- [Task brief] Write out the full listing again, exactly as it stands.

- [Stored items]
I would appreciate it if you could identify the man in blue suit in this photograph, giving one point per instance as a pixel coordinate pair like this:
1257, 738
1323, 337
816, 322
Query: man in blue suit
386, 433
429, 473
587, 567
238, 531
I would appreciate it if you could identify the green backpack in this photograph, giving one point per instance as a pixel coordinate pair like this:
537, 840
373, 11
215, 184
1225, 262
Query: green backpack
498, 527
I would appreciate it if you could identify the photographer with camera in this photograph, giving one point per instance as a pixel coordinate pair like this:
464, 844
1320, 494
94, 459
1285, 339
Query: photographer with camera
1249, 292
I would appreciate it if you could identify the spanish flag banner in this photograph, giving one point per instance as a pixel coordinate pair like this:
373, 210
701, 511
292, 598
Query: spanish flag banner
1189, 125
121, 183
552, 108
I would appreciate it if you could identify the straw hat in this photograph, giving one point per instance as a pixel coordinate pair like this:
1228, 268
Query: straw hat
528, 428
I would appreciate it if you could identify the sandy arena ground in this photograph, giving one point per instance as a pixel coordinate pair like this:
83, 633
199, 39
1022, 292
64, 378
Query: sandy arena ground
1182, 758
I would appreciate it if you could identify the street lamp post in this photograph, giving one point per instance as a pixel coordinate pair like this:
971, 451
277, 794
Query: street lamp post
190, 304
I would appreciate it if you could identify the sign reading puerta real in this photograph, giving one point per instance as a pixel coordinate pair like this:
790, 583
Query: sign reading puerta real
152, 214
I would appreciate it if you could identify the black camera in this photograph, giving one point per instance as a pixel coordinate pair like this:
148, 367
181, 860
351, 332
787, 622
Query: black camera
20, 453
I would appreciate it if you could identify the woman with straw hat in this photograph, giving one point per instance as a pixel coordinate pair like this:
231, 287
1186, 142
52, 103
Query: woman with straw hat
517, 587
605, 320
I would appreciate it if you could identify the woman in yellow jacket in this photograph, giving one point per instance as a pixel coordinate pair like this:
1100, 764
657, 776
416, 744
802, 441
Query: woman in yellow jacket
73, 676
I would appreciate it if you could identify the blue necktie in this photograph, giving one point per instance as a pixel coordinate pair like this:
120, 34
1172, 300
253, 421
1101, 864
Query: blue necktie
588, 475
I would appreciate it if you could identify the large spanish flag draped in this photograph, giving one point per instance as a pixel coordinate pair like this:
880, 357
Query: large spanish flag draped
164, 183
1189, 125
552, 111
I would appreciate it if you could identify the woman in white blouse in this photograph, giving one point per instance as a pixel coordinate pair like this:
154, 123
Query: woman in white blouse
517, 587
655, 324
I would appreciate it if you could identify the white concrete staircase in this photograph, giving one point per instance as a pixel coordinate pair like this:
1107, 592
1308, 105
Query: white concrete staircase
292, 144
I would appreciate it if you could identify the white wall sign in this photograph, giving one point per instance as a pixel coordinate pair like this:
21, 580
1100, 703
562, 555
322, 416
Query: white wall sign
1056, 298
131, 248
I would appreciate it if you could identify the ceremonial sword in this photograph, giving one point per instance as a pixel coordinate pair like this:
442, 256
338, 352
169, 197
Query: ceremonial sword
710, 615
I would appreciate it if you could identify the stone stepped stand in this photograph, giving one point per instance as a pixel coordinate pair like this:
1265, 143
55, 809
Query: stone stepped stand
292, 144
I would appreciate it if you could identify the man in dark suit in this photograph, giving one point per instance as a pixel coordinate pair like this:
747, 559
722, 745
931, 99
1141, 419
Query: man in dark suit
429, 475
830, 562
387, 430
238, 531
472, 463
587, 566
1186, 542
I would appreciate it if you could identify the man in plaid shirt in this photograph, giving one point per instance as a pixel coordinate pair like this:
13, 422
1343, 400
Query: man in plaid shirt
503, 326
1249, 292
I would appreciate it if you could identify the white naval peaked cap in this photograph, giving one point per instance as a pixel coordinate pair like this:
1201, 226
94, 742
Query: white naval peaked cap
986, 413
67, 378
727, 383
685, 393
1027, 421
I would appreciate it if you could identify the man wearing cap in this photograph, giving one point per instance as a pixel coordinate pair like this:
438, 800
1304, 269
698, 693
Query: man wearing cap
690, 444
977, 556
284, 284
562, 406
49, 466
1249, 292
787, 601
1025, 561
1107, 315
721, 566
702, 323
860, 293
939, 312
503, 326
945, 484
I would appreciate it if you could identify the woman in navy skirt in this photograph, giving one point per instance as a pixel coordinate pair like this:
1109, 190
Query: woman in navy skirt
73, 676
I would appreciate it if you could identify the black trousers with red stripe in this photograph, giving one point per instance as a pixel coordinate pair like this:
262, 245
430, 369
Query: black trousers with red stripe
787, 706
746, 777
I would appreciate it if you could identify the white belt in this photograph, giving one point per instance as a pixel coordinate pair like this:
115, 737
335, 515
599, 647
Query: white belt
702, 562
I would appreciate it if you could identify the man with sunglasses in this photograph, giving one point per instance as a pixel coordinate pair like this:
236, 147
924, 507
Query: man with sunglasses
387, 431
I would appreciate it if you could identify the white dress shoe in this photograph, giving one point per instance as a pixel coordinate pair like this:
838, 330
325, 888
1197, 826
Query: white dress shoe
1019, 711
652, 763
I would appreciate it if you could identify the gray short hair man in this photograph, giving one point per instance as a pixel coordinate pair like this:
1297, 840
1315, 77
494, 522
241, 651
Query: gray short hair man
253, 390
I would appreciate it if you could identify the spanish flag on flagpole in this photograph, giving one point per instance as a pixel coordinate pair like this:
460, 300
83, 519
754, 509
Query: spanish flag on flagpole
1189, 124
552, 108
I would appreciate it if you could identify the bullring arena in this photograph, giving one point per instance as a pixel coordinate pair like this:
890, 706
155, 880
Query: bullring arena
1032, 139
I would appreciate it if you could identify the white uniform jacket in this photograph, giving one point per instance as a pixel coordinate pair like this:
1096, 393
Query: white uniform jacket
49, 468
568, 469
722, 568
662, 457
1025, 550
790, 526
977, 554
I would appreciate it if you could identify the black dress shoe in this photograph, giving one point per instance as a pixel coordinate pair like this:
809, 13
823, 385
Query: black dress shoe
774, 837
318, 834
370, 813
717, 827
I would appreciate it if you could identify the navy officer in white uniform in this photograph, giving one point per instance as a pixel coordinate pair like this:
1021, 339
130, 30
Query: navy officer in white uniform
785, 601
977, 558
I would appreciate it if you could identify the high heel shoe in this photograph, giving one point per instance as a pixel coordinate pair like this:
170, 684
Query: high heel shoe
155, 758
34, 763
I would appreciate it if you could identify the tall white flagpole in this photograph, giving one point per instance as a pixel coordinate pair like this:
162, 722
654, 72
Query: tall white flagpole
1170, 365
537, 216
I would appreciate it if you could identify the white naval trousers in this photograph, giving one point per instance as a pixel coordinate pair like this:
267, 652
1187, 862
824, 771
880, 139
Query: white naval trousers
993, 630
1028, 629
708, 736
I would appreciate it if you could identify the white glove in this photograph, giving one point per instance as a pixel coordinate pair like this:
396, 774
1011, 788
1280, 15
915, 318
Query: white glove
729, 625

- [Output of the task]
I would appreciate it if you could identify the man in blue suit in this photograph, giving one point per instance as a pixel coordinate pair like this:
1257, 738
1323, 337
816, 322
Query: man in blue suit
386, 433
429, 473
587, 567
238, 531
I would appreciate it if you could identify the green backpack in this photograph, giving one point per instance as a pixel coordinate pair like this:
537, 840
373, 11
215, 184
1225, 262
Query: green backpack
498, 527
I would appreciate it if you could identify the photographer with camera in this photograph, giving one point per instance as a pixel coordinate pair like this:
464, 844
1320, 494
94, 459
1285, 339
Query: photographer with camera
1249, 292
I would appreciate it if you could identify the spanish flag banner in this photograph, giving one point per instance as a pixel coordinate pair like this:
373, 210
701, 511
292, 598
Query: spanish flag banner
1189, 125
121, 183
552, 108
I would appreciate it if you could identify the straw hat in this photograph, giving one point per instance as a pixel coordinate pair like this:
1228, 268
Query: straw hat
528, 428
I would appreciate it if you could identify the sandy arena ground in this photograph, giving one point per instance as a pixel coordinate pair like this:
83, 633
199, 39
1022, 292
64, 378
Query: sandy arena ground
1182, 758
I would appreciate it if you could identify the street lamp post in this photograph, giving one point per instance as a pixel coordinate pair like this:
971, 451
277, 794
Query: street lamp post
190, 304
I would appreciate it if you could identify the sign reading puerta real in this photograph, giving one point per instance as a pixel coordinate pair like this:
790, 583
Query: sign reading puerta real
152, 214
I would appreciate it if you could identify the black camera in this photograph, giving one point per instance as a pixel coordinate pair like this:
148, 367
181, 860
351, 332
787, 622
Query: black camera
20, 453
I would appreciate it if you could identify the woman with straw hat in this photograph, giving one point per instance as a pixel coordinate pair like this:
231, 287
1186, 142
52, 103
Query: woman with straw hat
517, 587
605, 320
I would appreciate it if you could identify the woman in yellow jacket in this photograph, giving one point per instance as a pixel coordinate pair like this:
1100, 764
657, 776
416, 744
802, 441
Query: woman in yellow jacket
73, 676
I would appreciate it if you could identify the blue necktie in this photograph, giving one point per instance as a pixel coordinate pair like this:
120, 34
1172, 300
253, 421
1101, 864
Query: blue necktie
588, 475
I would appreciate it if you could identify the large spanish flag draped in this photograph, giving one point per instance as a pixel coordinate pair like this:
880, 357
Query: large spanish flag draped
164, 183
1189, 125
552, 111
I would appreciate it if you could identify the woman in white blouse in this photograph, giving one point per instance as a pixel coordinate pair like this:
154, 123
Query: woman in white blouse
517, 587
655, 324
I would appreciate it if you could identify the white concrete staircase in this photograph, giving one point per instance as a pixel coordinate pair like this:
1107, 592
1308, 105
Query: white concrete staircase
292, 144
I would appreciate it if you could identify the white wall sign in this photograph, giving one point per instance as a pixel coordinate pair like this:
21, 580
1100, 703
562, 555
322, 416
Query: white wall sign
1056, 298
131, 248
I would appreciate it if you could identify the ceremonial sword in this photograph, giving one point per instance as a pixel coordinate pair like this:
442, 256
338, 352
169, 197
Query: ceremonial sword
710, 615
I would appreciate it if you could identify the stone stepped stand in this photograph, giving one point per instance as a pixel coordinate pair like this:
1265, 143
55, 809
Query: stone stepped stand
292, 144
I would appreciate it if you could identify the man in dark suit in this photograph, giving one point per instance as a pixel coordinate pair like this:
747, 559
722, 745
931, 99
1141, 419
Query: man in dark suit
429, 475
830, 562
387, 430
238, 531
472, 463
587, 566
1186, 542
I would appreciate it if you could identify the man in plaid shirt in this photograph, giving one point per instance as a pixel coordinate pair like this:
13, 422
1343, 400
Query: man in plaid shirt
503, 326
1249, 292
I would appreciate it if you could identify the white naval peaked cap in this photograph, giving one point per instance as a pixel coordinate pair like this:
1201, 226
94, 742
Query: white naval peaked cap
986, 413
67, 378
727, 383
685, 393
1027, 421
I would appreciate it if you could identify the man wearing cap in this photograph, giving one point per instance as a pixel coordinate pair like this:
438, 800
1304, 269
698, 693
Query: man wearing cap
690, 444
977, 556
284, 284
562, 406
49, 466
1249, 292
787, 601
1025, 561
1107, 315
721, 566
702, 323
860, 293
939, 312
503, 326
945, 484
I would appreciate it if you could identify the woman in navy skirt in this photograph, giving one point per instance as a pixel coordinate pair like this:
1109, 190
Query: woman in navy skirt
73, 676
I would appreciate it if you could identify the black trousers with red stripe in this photograph, giving one point per instance as a pixel coordinate pair like this:
262, 245
430, 369
Query: black trousers with red stripe
787, 706
746, 777
I would appreciate it if you could identify the white belt in this photograph, giving one point per instance as a pixel coordinate pair like this:
115, 737
335, 515
599, 647
Query: white belt
702, 562
I would appreciate it if you could identify the man with sunglasses in this photograph, giving one point per instance as a pixel coordinate pair like this:
236, 147
924, 507
Query: man with sunglasses
387, 431
I would appreciate it if you could identify the white dress shoe in this photograph, giving one point per instance as a pixel coordinate pair like this:
838, 330
325, 888
1197, 826
Query: white dress shoe
1019, 711
652, 763
I would appreciate it if you could identify the gray short hair man in this photograph, giving one point per instance as a pixel coordinate pair like this:
1297, 840
1315, 77
494, 522
241, 651
Query: gray short hair man
253, 390
I would appreciate it if you could identify the spanish flag on flagpole in this photograph, giving one point per instance as a pixel coordinate pair like this:
460, 300
83, 519
754, 509
Query: spanish flag on flagpole
1189, 124
552, 108
I would appreciate it if you could identify the bullring arena in this photograph, giving one point per instance as a pixel coordinate pair like this:
890, 706
155, 880
Query: bullring arena
1032, 139
I would appreciate it if you could identify the white uniform jacket in this photograph, giving one point per instance as a pixel coordinate pair like this:
1096, 393
Query: white uniform jacket
49, 468
568, 469
722, 568
662, 457
1025, 550
790, 526
977, 554
I would appreciate it if you could identify the black dress shoe in this photograph, giving one point per instance as a pixel coordinate pair like this:
809, 13
823, 385
Query: black dress shoe
774, 837
318, 834
370, 813
717, 827
I would appreciate it if you could identify the navy officer in white uniform in this photograph, giving one point per instance as a pixel coordinate pair like this:
1021, 339
130, 30
Query: navy officer in white uniform
785, 601
977, 558
I would appreciate it if you could identify the high heel shoe in this photograph, giving one point per instance as a pixel coordinate pair like this:
170, 684
Query: high heel shoe
155, 758
34, 763
I would appreciate it if you could identify the tall white flagpole in this photograph, giving one point per instance as a pixel coordinate pair like this:
162, 722
654, 72
Query: tall white flagpole
1170, 365
537, 216
I would appreciate it if you could identify the white naval trousers in this photograph, giving one point per instance as a pixel coordinate pair like this:
267, 652
1187, 862
824, 771
880, 139
Query: white naval trousers
993, 630
1028, 629
708, 736
I would appreciate it if you could identify the white glove in this photograph, giving one point per instance as a pixel coordinate pair like this:
396, 774
1011, 788
1280, 15
915, 318
Query: white glove
729, 625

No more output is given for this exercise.